--- SELECTED PASSAGE Enclosed Below ---

Member of the National Assembly for Hérault's 3rd constituency
- In office 22 June 2022 – 9 June 2024
- Preceded by: Coralie Dubost
- Succeeded by: Fanny Dombre-Coste

Member of the departmental council of Hérault
- Incumbent
- Assumed office 2 April 2015
- Constituency: Canton of Saint-Gély-du-Fesc

Mayor of Saint-Clément-de-Rivière
- In office 1 May 2018 – 23 August 2022
- Preceded by: Rodolphe Cayzac
- Succeeded by: Françoise Lesaunier

Personal details
- Born: 8 November 1967 (age 58) Montpellier, France
- Party: Renaissance (2022–present)
- Other political affiliations: The Republicans (2016–2022)

= Laurence Cristol =

French politician

Laurence Cristol (born 8 November 1967) is a French politician of Renaissance (RE) who served as a member of the National Assembly for Hérault's 3rd constituency from 2022 to 2024.

==Biography==
Laurence Cristol is a geriatrician specializing in Oncology at the Montpellier Regional Cancer Institute (Val d'Aurelle). She has been married since 1992 to Jean-Paul Cristol, a university professor and hospital practitioner at Montpellier University Hospital. Together they have four children born between 1994 and 2005.

--- End of Enclosed SELECTED PASSAGE ---
--- GIVEN DATA Enclosed Below ---

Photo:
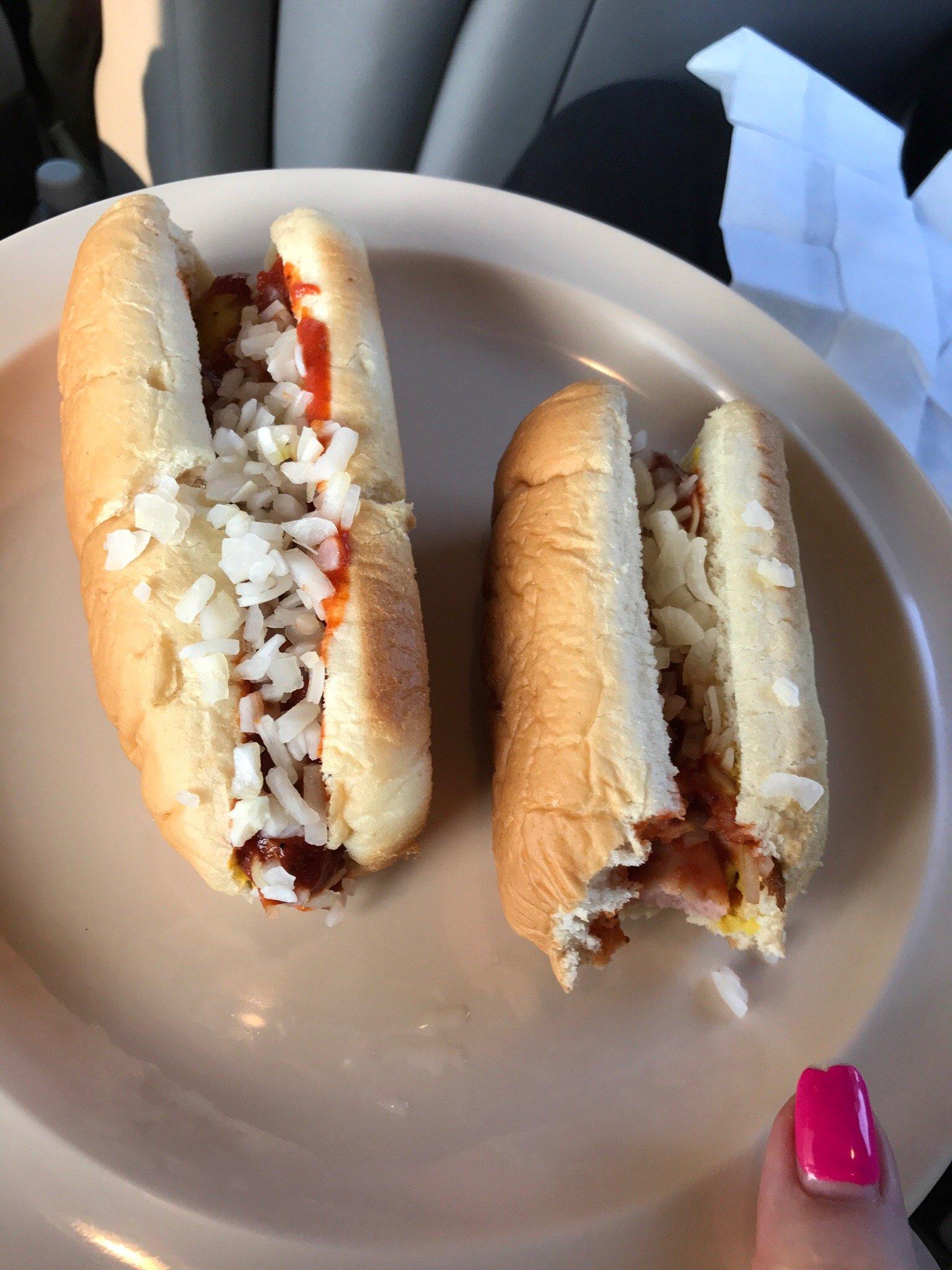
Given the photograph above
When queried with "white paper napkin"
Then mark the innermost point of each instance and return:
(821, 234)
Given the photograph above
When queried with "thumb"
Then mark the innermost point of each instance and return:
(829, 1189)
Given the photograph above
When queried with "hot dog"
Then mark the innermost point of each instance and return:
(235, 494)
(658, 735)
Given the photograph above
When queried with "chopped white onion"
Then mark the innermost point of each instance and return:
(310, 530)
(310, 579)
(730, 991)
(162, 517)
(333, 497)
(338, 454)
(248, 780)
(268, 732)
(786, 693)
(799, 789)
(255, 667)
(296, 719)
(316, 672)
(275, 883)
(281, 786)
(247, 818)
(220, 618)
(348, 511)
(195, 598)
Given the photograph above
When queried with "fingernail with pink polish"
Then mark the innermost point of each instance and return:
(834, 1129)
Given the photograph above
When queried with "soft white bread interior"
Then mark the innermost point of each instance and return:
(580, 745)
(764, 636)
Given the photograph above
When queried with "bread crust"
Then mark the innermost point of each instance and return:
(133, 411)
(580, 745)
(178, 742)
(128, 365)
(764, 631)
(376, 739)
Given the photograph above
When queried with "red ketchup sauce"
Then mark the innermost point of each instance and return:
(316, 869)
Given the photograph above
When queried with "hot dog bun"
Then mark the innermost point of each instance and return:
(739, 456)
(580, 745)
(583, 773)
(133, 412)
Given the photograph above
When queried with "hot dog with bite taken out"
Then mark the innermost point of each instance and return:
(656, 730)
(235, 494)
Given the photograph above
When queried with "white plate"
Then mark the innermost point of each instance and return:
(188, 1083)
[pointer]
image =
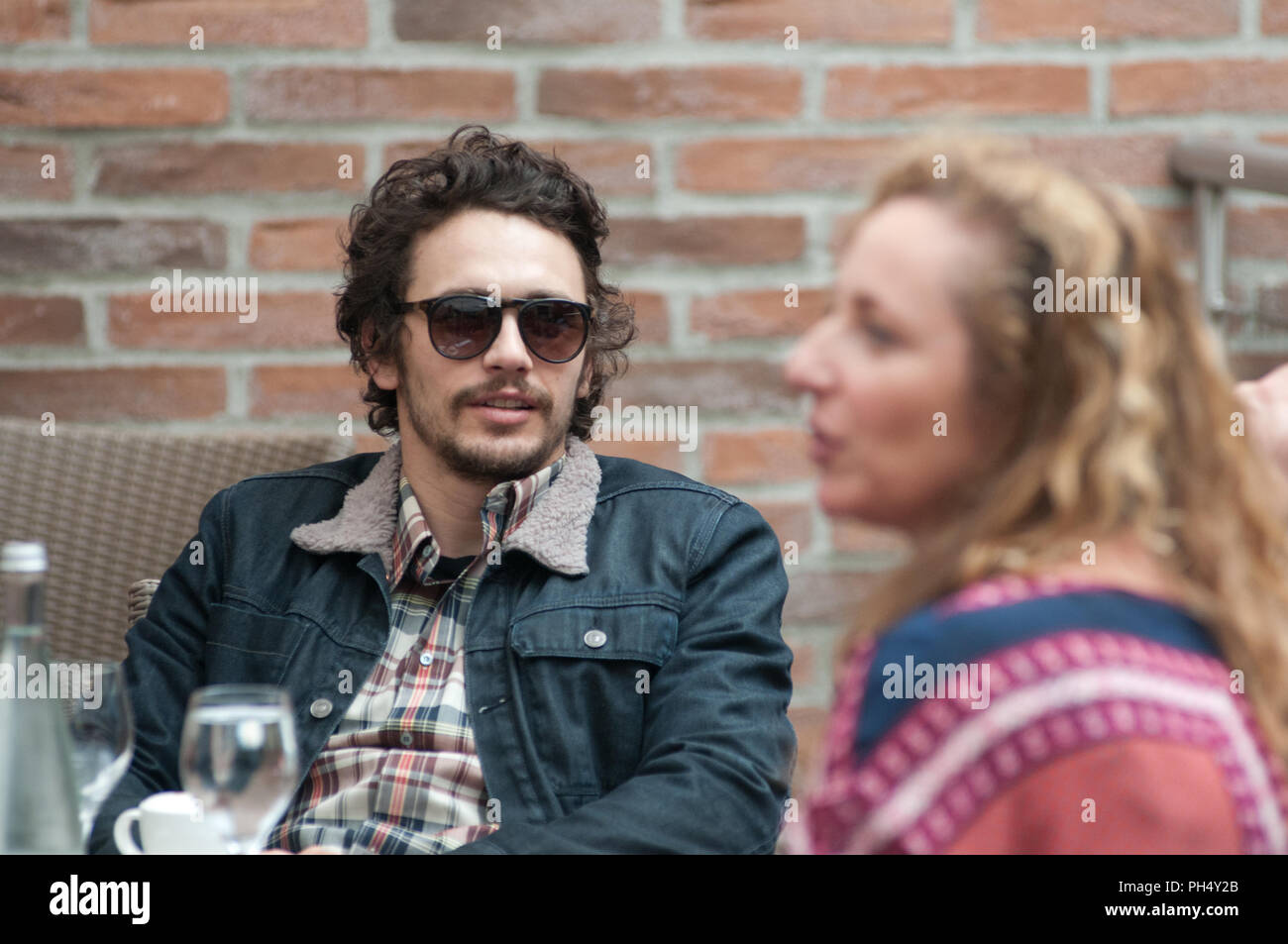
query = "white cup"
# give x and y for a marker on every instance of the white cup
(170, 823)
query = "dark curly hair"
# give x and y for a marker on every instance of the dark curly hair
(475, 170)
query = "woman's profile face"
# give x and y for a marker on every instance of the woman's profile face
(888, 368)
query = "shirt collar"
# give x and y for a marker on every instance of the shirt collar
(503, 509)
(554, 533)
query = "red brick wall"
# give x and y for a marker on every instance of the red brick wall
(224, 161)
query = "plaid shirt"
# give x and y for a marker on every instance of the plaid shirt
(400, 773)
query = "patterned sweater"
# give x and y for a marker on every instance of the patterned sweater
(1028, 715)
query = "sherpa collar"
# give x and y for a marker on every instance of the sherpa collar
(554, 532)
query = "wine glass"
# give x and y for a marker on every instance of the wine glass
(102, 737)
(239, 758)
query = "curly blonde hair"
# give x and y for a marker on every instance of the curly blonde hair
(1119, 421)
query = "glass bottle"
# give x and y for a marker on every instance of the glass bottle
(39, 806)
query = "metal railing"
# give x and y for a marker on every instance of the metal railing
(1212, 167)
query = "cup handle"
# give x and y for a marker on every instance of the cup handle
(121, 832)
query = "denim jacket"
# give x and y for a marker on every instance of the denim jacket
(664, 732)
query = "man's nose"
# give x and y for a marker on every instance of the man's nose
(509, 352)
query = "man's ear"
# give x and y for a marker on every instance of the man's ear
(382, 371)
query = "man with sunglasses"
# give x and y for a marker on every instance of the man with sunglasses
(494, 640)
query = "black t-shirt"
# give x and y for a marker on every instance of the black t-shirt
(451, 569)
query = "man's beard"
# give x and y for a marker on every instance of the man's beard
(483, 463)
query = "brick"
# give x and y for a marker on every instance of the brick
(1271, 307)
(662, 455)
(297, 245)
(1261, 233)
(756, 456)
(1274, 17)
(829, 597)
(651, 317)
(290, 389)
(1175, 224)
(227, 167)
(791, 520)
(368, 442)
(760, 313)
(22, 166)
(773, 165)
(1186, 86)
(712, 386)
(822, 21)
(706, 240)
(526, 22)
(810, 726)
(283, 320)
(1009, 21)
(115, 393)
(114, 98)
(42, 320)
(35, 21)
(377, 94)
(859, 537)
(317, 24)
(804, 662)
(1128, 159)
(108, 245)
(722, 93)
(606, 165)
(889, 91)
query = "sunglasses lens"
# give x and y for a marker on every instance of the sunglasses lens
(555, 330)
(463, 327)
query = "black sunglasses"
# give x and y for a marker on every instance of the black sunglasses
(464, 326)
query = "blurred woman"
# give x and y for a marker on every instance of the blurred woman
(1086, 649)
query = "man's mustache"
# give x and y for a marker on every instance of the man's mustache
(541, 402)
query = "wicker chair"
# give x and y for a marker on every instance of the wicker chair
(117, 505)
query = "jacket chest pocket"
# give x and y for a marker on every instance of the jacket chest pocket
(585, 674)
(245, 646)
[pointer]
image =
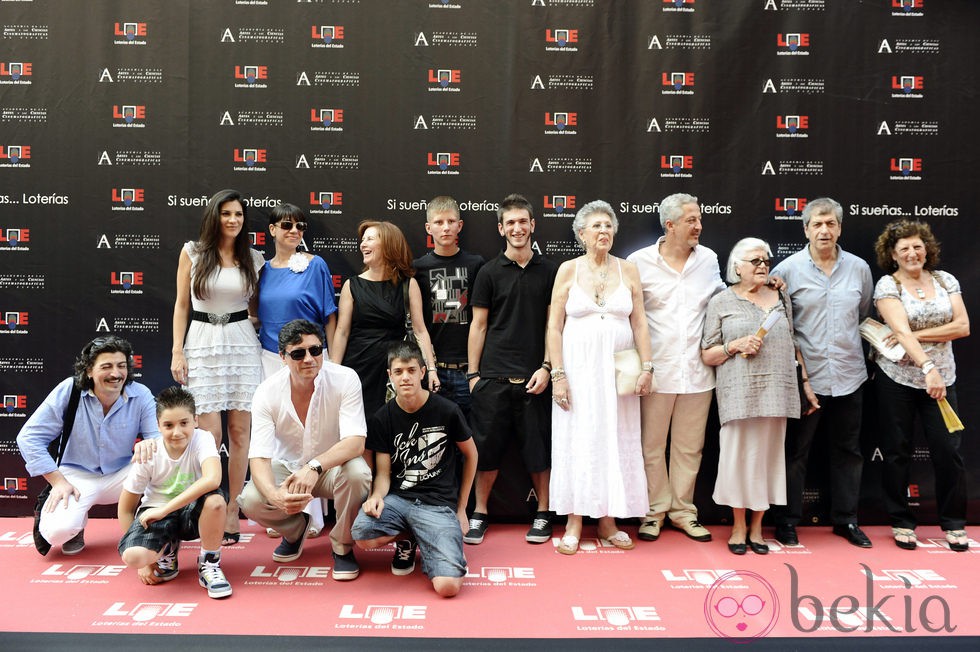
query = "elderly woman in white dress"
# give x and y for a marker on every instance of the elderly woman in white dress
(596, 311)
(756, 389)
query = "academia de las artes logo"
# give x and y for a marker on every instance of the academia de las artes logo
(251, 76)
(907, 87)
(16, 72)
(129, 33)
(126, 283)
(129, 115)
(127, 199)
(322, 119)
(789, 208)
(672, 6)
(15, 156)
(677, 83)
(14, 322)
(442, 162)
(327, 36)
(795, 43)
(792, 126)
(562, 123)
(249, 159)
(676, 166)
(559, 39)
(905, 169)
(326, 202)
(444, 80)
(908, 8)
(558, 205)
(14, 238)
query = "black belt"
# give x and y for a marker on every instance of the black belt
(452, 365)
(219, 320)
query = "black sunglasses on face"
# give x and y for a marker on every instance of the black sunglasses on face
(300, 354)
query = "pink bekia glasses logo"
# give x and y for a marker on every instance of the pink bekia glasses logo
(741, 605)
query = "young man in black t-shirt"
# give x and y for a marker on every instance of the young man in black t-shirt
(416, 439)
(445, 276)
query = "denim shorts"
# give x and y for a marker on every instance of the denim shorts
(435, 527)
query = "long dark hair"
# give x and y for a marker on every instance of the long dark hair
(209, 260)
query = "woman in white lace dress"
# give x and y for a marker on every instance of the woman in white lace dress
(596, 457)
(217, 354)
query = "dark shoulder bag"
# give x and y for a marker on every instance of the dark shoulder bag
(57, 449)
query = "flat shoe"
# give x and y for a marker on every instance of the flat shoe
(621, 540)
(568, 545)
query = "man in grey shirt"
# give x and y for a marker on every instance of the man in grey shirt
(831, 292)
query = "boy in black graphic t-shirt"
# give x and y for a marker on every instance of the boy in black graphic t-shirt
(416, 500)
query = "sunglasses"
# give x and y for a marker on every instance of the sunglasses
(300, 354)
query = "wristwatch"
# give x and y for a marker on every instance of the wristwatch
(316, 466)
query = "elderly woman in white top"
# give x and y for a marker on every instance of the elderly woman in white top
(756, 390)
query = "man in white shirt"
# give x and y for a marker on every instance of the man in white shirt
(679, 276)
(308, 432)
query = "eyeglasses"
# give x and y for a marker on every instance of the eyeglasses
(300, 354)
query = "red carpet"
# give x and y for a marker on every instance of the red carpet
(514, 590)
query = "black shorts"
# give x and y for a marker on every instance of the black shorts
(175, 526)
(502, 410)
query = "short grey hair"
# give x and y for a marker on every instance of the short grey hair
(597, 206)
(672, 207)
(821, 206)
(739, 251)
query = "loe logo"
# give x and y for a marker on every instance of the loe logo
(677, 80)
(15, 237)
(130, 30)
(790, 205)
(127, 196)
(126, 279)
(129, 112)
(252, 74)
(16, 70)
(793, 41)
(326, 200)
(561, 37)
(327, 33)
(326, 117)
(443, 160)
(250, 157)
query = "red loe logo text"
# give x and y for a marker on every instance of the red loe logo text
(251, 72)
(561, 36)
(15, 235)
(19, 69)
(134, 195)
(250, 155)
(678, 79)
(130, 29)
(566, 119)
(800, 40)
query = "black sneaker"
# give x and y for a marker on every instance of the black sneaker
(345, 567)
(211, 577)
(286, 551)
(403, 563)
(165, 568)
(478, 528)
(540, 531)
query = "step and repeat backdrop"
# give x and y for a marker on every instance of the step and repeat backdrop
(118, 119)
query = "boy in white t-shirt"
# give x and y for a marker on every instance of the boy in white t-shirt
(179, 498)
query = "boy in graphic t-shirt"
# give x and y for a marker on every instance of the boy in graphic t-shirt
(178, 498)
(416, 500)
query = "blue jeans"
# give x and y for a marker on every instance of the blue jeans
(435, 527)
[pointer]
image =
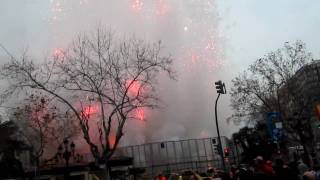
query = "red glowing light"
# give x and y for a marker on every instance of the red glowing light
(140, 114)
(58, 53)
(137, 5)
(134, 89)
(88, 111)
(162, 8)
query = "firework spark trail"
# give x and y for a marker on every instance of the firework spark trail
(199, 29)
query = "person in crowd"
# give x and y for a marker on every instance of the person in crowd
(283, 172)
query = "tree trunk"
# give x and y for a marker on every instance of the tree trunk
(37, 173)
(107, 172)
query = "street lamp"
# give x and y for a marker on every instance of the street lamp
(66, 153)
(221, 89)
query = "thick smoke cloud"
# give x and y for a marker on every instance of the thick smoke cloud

--- End of Enclosed GIVEN DATA ---

**EXERCISE SET:**
A: Translate this sentence from the Laurence Cristol biography into Spanish: "She has been married since 1992 to Jean-Paul Cristol, a university professor and hospital practitioner at Montpellier University Hospital."
B: According to the Laurence Cristol biography, which canton does she represent on the departmental council of Hérault?
C: Extend the Laurence Cristol biography, picking up after its final sentence.

**ANSWERS PER TASK:**
A: Está casada desde 1992 con Jean-Paul Cristol, profesor universitario y médico hospitalario en el Hospital Universitario de Montpellier.

B: The Canton of Saint-Gély-du-Fesc.

C:
She was appointed Knight of the Ordre national du Mérite on July 10, 2021 for “her exemplary professional career as a geriatric oncologist, her research activities in geriatric oncology, her involvement in community life, her training activities for caregivers and students, her supervision of theses, and her chairing and moderating of conference sessions.”

She is one of the parliamentarians who holds shares in the multinational TotalEnergies (worth around €8,700), which raises ethical and political questions, particularly during debates and votes in the Assembly relating to climate change, rising fuel prices, and taxes on superprofits. For France 3, the fact that she sits on the Social Affairs Committee makes her situation less problematic than that of some of her colleagues who sit on committees more directly involved in energy issues.